- [Task goal]: Please change every "spider abdomen" in the listing below to "spider thorax", leaving all else unchanged.

+++

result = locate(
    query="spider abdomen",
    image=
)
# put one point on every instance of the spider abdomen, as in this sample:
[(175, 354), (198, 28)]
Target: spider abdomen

+++

- [Solution for this task]:
result = locate(
    query="spider thorax",
    image=
)
# put one point on every instance of the spider thorax, as in this sample:
[(175, 354), (198, 28)]
Target: spider thorax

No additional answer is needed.